**What the exercise asks:** What follows is a block of records; restate each one word for word.

[Labeled-object pointing entries]
§ §
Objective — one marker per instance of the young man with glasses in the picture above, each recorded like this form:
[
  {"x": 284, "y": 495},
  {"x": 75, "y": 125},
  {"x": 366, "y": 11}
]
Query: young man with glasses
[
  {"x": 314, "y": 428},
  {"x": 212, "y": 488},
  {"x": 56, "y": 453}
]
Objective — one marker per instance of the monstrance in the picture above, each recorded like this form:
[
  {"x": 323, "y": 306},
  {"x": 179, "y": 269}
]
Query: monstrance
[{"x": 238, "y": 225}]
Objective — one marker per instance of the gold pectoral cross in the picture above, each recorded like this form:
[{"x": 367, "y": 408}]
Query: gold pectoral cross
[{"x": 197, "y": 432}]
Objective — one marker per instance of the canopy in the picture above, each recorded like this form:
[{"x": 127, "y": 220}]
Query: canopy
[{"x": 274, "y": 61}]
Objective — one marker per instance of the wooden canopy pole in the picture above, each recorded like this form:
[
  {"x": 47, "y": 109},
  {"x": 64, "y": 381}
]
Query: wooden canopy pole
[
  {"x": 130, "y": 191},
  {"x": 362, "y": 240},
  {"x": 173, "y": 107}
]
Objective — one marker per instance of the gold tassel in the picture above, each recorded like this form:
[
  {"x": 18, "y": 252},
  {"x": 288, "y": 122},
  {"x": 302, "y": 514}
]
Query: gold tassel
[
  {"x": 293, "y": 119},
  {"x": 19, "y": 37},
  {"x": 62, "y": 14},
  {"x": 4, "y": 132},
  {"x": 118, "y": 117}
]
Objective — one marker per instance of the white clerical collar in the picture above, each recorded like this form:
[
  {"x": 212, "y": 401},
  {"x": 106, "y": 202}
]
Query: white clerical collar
§ §
**Task solution:**
Objective — one marker per instance of the young man with glasses in the picture above, each recorded like this form:
[
  {"x": 284, "y": 495},
  {"x": 75, "y": 125},
  {"x": 366, "y": 11}
]
Query: young man with glasses
[
  {"x": 314, "y": 428},
  {"x": 212, "y": 488},
  {"x": 56, "y": 453}
]
Objective — one marker per instance of the monstrance in the picture above, each recorded like this form:
[
  {"x": 323, "y": 306},
  {"x": 179, "y": 269}
]
Query: monstrance
[{"x": 238, "y": 225}]
Objective — one marker per instance of the gold pectoral cross in the picture above, each recorded like this form:
[{"x": 367, "y": 408}]
Query: gold pectoral cross
[{"x": 197, "y": 432}]
Objective — one marker per instance of the canopy in the picture above, each recorded like this form:
[{"x": 127, "y": 220}]
Query: canopy
[{"x": 274, "y": 61}]
Objective — one marker per instance of the wooden canopy pole in the picture above, each recorded like this form:
[
  {"x": 47, "y": 109},
  {"x": 64, "y": 381}
]
Query: wooden canopy pole
[
  {"x": 130, "y": 191},
  {"x": 362, "y": 240},
  {"x": 173, "y": 107}
]
Objective — one marker per instance of the gold tassel in the picture above, each recorded like this form:
[
  {"x": 18, "y": 252},
  {"x": 288, "y": 122},
  {"x": 302, "y": 514}
]
Query: gold tassel
[
  {"x": 293, "y": 119},
  {"x": 19, "y": 37},
  {"x": 62, "y": 14},
  {"x": 4, "y": 132},
  {"x": 118, "y": 117}
]
Objective — one marker per instance of the white clerical collar in the picture above, each recorded like this form:
[
  {"x": 212, "y": 401},
  {"x": 106, "y": 202}
]
Query: white clerical collar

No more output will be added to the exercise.